§ **Passage provided**

I've replaced all the subtractions with additions by using g(x)=$4000-(x*x/4) and offsetting my start number, and rolled the carry correction in to the addition sequence.

Removing the CLCs is probably not worthwhile for 32x32, as there are only 33 of them, so I'd have to spend considerably less than 4 cycles per output byte on the post correction (unlikely).

I'm down to around 800 cycles for a 32x32 now, 776 cycles for zero times zero.

2017-04-08 07:43

ChristopherJam

Registered: Aug 2004
Posts: 1409

fo=open("tables.inc","w")
lo=lambda x:x&255
hi=lambda x:(x>>8)
f=lambda x:x*x//4
g=lambda x:(0x4000-f(x-255))&0xffff
dumpArrayToA65(fo, "flo", [lo(f(i)) for i in range(512)])
dumpArrayToA65(fo, "fhi", [hi(f(i)) for i in range(512)])
dumpArrayToA65(fo, "glo", [lo(g(i)) for i in range(512)])
dumpArrayToA65(fo, "ghi", [hi(g(i)) for i in range(512)])
dumpArrayToA65(fo, "id",  [lo(  i ) for i in range(512)])

fo=open("mc.inc","w")
mAcc=0
for i in range(4):
    for j in range(4):
        mAcc-=0x40<<(8*(1+i+j))

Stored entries
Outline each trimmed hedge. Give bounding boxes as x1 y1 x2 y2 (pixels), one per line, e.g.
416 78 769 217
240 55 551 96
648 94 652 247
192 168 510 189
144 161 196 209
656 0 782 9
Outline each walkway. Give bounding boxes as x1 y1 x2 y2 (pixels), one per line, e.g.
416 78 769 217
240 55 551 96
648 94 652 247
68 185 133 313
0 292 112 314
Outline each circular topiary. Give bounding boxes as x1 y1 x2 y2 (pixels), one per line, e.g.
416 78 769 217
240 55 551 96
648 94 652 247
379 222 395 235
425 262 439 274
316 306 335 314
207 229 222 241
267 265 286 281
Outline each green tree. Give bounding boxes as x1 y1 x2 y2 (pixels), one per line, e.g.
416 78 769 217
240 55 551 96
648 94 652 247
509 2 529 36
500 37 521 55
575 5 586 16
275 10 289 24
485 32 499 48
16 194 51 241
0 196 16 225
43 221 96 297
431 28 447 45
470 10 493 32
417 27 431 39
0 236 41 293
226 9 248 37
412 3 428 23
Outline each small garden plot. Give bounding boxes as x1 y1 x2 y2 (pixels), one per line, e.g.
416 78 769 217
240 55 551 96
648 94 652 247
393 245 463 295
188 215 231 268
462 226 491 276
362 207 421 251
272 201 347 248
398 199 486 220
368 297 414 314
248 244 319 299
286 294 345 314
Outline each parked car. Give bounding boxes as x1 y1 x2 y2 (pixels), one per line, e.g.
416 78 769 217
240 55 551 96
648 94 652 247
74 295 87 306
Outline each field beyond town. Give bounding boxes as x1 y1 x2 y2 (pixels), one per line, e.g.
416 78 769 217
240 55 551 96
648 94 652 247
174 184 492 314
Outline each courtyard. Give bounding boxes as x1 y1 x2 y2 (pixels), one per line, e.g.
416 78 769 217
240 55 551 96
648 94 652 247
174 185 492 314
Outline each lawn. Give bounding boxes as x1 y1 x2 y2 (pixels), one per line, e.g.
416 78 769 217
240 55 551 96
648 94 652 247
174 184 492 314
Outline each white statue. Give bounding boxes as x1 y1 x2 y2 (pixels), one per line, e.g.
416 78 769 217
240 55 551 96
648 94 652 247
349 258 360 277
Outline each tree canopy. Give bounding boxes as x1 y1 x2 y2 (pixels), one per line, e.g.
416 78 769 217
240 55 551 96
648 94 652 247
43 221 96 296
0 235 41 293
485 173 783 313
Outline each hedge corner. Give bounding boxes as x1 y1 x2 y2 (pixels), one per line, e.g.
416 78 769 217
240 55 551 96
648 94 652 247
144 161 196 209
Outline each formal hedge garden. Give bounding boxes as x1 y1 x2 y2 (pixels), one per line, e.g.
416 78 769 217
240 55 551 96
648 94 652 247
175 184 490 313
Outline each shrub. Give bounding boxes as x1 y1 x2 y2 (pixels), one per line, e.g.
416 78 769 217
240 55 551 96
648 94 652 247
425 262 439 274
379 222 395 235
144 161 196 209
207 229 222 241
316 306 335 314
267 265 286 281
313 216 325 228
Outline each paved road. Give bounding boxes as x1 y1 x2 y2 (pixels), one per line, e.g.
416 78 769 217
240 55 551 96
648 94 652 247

§ **Instruction**
Can you echo, word for word, the stretch of the multiplication-routine post from "Registered: Aug 2004" through "[hi(g(i)) for i in range(512)])"?

§ **Expected answer**
Registered: Aug 2004
Posts: 1409

fo=open("tables.inc","w")
lo=lambda x:x&255
hi=lambda x:(x>>8)
f=lambda x:x*x//4
g=lambda x:(0x4000-f(x-255))&0xffff
dumpArrayToA65(fo, "flo", [lo(f(i)) for i in range(512)])
dumpArrayToA65(fo, "fhi", [hi(f(i)) for i in range(512)])
dumpArrayToA65(fo, "glo", [lo(g(i)) for i in range(512)])
dumpArrayToA65(fo, "ghi", [hi(g(i)) for i in range(512)])